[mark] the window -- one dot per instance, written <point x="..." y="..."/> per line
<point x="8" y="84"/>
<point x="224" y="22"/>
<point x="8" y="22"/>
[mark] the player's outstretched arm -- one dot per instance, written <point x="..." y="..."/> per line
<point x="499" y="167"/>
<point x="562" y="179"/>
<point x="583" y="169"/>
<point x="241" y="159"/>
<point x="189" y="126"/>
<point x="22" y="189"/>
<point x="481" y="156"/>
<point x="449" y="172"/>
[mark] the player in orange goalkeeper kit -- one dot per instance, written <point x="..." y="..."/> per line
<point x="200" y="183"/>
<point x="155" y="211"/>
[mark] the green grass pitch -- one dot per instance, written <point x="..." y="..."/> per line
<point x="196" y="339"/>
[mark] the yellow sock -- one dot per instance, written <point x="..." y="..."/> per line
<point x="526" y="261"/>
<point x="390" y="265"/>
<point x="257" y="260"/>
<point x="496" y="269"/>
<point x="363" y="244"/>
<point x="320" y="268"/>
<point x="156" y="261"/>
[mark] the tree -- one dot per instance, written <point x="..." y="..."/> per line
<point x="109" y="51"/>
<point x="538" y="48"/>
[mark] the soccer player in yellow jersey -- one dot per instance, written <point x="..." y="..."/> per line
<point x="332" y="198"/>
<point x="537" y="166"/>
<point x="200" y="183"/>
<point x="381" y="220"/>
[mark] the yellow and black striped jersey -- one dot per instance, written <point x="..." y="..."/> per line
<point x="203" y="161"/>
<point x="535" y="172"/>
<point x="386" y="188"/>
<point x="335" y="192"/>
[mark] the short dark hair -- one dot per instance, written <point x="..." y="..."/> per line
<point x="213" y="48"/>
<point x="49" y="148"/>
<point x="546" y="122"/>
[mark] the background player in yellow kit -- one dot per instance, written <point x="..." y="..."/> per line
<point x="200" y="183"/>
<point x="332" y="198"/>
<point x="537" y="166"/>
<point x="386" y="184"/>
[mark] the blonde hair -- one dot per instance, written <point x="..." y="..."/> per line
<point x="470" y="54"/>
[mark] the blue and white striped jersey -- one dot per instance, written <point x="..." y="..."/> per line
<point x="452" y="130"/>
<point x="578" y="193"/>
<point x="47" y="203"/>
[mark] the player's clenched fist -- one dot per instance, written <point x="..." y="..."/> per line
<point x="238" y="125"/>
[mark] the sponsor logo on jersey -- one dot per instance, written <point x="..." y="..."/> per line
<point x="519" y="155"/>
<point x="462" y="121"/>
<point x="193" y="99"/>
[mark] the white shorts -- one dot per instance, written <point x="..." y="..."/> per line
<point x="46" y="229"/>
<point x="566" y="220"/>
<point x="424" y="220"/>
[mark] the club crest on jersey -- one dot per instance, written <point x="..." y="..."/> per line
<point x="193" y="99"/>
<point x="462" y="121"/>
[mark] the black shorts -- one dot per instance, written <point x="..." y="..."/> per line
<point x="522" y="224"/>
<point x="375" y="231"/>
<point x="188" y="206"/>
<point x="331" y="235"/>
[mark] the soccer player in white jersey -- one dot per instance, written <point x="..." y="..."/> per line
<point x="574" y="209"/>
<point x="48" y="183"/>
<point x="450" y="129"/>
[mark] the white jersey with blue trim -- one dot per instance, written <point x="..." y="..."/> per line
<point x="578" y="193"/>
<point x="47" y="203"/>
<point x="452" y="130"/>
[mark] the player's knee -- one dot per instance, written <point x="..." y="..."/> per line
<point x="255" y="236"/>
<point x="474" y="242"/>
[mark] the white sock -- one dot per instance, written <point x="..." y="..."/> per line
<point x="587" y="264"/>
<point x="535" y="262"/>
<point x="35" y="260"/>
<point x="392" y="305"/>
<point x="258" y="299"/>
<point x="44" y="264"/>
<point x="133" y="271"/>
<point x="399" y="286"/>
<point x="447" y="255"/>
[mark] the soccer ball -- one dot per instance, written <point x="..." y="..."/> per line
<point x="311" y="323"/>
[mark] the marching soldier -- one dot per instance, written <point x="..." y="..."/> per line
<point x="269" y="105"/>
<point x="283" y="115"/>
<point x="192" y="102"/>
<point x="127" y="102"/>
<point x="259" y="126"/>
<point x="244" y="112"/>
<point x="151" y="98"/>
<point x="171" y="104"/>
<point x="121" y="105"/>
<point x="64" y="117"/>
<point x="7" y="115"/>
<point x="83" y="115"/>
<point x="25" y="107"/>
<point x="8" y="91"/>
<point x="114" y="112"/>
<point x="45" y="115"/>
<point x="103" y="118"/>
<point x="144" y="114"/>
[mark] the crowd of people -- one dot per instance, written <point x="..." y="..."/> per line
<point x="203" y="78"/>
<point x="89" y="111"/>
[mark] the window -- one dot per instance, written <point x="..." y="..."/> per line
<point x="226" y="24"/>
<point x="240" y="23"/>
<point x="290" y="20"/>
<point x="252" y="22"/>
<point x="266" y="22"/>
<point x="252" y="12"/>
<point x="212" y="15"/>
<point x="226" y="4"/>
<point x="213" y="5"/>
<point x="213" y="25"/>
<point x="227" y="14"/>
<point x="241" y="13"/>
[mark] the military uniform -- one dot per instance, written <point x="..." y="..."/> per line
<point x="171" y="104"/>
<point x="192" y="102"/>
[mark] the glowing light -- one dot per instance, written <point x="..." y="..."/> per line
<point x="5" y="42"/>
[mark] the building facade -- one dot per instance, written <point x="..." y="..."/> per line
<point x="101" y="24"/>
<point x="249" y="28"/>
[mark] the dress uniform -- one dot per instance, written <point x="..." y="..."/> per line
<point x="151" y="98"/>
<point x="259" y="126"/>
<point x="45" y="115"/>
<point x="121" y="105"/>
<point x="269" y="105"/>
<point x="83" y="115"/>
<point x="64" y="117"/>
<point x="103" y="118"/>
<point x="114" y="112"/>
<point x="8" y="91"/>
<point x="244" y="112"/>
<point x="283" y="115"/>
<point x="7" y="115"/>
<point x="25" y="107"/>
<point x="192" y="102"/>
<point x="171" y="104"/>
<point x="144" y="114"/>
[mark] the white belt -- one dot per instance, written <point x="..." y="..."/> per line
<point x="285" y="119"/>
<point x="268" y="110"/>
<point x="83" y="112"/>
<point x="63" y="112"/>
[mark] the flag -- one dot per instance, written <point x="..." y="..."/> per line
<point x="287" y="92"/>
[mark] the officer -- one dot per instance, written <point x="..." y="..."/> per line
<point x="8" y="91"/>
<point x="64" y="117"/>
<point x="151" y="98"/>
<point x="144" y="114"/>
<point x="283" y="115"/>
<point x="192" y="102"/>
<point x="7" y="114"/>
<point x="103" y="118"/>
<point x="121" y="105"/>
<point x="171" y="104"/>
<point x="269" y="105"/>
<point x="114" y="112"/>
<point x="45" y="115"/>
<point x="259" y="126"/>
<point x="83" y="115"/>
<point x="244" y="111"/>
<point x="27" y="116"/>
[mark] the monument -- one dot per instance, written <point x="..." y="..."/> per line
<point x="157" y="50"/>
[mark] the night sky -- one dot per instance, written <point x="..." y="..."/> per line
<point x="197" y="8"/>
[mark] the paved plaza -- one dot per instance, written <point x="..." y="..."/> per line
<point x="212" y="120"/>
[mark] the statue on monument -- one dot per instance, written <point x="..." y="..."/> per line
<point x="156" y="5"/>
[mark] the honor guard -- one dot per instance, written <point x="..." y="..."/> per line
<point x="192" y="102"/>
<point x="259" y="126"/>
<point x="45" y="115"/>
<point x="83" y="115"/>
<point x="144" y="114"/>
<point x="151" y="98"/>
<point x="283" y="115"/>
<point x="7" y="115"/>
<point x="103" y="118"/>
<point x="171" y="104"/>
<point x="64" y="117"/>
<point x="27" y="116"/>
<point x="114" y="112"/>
---*---
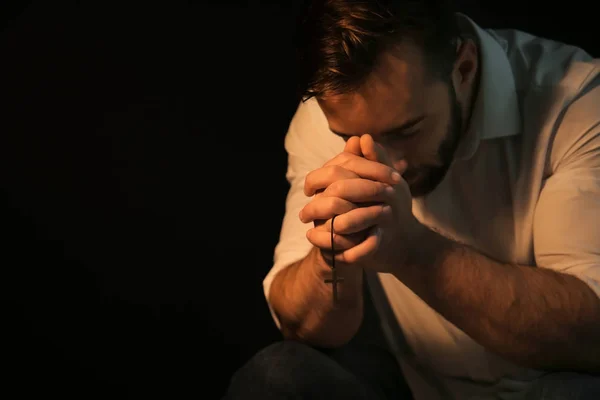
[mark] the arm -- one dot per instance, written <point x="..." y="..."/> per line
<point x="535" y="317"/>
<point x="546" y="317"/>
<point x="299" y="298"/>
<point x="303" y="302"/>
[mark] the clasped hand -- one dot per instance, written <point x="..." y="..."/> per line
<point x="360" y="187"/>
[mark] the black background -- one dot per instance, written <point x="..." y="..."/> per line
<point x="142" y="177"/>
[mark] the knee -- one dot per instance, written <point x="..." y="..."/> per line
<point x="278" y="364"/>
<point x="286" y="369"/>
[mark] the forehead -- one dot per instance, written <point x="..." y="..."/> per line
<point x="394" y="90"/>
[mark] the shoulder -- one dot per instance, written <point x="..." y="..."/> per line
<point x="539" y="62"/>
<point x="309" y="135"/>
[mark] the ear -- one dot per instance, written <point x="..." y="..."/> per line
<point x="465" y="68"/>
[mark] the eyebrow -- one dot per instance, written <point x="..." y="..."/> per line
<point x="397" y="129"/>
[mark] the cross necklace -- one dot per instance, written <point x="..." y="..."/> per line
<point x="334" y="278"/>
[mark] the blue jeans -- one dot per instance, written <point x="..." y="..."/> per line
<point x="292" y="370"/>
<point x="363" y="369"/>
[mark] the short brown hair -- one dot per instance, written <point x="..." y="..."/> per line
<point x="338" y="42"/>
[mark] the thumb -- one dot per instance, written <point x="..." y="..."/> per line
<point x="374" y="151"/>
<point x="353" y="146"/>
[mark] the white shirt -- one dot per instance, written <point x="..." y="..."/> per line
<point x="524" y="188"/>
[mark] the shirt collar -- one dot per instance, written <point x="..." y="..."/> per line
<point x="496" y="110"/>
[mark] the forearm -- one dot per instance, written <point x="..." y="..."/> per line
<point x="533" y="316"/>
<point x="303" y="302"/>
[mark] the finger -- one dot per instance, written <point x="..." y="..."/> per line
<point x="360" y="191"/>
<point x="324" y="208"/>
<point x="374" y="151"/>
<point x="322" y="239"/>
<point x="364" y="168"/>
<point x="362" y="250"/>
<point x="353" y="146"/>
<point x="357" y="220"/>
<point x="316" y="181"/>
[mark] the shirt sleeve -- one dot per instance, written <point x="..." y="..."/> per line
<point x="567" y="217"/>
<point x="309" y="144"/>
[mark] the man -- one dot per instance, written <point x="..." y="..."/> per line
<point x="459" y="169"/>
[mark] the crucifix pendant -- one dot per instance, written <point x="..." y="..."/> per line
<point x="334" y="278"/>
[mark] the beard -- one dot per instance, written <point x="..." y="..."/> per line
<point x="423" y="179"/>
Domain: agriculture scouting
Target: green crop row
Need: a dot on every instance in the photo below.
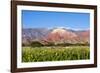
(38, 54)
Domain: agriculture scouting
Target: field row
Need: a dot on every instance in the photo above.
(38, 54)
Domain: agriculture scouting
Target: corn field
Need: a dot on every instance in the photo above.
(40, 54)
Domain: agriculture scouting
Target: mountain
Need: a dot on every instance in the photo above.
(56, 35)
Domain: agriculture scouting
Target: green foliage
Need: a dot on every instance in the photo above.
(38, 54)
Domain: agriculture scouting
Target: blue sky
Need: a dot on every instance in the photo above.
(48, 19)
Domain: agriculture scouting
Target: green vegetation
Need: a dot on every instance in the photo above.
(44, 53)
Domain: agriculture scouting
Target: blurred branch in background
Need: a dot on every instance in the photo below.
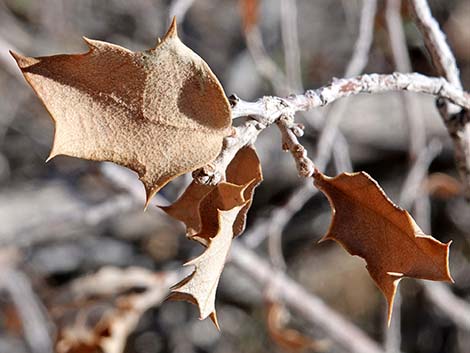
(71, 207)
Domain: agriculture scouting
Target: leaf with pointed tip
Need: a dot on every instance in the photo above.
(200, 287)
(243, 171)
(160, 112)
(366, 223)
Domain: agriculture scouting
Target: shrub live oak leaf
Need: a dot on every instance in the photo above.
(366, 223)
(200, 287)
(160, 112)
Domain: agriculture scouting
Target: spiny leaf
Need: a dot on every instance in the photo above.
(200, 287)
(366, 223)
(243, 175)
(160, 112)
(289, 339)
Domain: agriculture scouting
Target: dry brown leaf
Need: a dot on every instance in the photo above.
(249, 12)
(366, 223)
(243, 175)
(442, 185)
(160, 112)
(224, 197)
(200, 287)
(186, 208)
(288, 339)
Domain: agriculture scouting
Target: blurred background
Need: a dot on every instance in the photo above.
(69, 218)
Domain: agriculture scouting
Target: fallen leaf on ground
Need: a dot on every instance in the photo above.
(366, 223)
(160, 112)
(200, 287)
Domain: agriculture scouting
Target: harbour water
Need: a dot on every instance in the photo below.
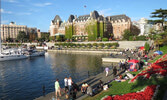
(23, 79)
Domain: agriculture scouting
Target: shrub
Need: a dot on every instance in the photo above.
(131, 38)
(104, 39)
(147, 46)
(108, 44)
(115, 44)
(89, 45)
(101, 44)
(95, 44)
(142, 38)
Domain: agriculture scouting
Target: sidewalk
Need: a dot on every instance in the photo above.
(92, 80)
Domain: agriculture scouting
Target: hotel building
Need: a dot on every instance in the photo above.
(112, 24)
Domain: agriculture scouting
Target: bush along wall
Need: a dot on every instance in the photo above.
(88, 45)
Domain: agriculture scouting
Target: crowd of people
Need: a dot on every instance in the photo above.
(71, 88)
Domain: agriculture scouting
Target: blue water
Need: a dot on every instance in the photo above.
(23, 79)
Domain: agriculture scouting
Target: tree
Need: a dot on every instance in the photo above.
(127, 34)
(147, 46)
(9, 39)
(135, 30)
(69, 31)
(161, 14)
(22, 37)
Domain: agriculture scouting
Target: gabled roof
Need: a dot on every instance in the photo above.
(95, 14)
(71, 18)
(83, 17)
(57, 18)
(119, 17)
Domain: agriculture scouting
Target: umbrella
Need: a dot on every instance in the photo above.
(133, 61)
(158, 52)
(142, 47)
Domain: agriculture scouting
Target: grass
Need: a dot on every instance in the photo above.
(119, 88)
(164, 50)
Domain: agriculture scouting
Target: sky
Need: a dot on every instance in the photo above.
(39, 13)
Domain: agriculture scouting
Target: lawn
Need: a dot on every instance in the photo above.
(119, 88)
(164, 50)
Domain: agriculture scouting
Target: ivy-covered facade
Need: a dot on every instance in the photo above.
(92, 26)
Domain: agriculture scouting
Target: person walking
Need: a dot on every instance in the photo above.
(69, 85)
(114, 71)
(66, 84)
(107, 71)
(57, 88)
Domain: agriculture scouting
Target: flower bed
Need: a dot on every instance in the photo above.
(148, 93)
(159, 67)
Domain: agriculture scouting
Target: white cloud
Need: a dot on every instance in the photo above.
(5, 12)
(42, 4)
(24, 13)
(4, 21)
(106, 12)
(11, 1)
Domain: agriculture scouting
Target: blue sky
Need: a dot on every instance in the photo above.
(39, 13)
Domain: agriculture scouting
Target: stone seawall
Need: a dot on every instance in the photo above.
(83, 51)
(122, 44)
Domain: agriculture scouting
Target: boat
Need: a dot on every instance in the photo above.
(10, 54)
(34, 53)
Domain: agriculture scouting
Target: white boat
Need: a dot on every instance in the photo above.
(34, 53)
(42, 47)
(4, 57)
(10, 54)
---*---
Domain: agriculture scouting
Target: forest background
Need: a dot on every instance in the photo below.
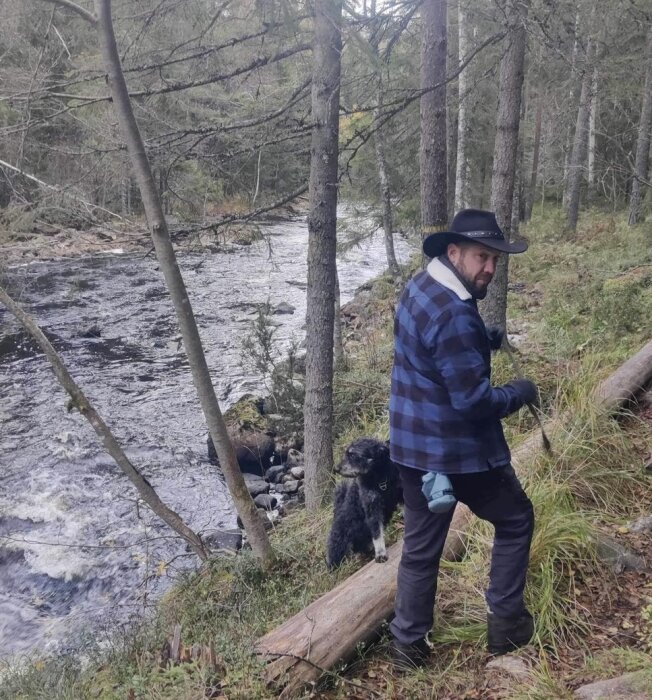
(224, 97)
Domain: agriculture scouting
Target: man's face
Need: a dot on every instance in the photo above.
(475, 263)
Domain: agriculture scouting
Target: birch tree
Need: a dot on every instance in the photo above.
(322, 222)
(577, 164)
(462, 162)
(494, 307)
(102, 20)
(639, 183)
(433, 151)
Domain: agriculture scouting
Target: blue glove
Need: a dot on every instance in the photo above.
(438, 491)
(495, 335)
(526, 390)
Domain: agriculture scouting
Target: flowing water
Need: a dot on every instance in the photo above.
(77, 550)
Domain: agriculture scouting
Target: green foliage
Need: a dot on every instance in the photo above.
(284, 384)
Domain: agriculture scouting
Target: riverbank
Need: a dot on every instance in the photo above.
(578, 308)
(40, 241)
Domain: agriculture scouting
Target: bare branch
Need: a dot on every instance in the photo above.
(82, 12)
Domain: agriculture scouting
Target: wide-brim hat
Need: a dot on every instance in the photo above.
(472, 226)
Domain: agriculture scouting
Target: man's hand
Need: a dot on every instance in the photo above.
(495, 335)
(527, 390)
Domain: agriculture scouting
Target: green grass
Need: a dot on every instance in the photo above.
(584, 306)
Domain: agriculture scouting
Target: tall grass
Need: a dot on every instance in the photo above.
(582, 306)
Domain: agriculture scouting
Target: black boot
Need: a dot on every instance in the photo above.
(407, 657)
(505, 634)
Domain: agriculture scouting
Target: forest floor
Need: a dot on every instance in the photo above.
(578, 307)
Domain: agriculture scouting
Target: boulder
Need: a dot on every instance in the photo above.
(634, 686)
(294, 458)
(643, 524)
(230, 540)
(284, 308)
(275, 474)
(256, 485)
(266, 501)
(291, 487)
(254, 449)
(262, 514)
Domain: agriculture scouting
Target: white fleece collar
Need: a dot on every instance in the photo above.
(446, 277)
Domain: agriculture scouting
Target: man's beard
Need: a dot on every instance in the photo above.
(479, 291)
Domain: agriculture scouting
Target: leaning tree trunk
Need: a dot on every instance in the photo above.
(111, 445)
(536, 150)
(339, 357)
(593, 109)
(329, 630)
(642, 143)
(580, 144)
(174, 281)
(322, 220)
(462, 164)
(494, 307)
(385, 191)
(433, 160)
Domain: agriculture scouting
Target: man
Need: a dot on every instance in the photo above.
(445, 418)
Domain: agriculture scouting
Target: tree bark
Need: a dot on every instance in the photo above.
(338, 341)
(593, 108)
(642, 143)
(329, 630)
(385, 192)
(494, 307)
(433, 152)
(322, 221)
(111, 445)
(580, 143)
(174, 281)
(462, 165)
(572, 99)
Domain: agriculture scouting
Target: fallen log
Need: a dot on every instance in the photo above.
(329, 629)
---*---
- Exercise instructions: Look above for the line with "Target: gabled roof" and the line with "Target: grass". Write out those two lines and all the lines between them, exactly, and no others.

- Output below:
Target: gabled roof
Need: a dot on every instance in the photo above.
(95, 14)
(71, 18)
(83, 17)
(57, 18)
(119, 17)
Domain: agriculture scouting
Target: umbrella
Need: a dot on every instance in the photo above.
(133, 61)
(158, 52)
(142, 47)
Domain: agriculture scouting
Target: grass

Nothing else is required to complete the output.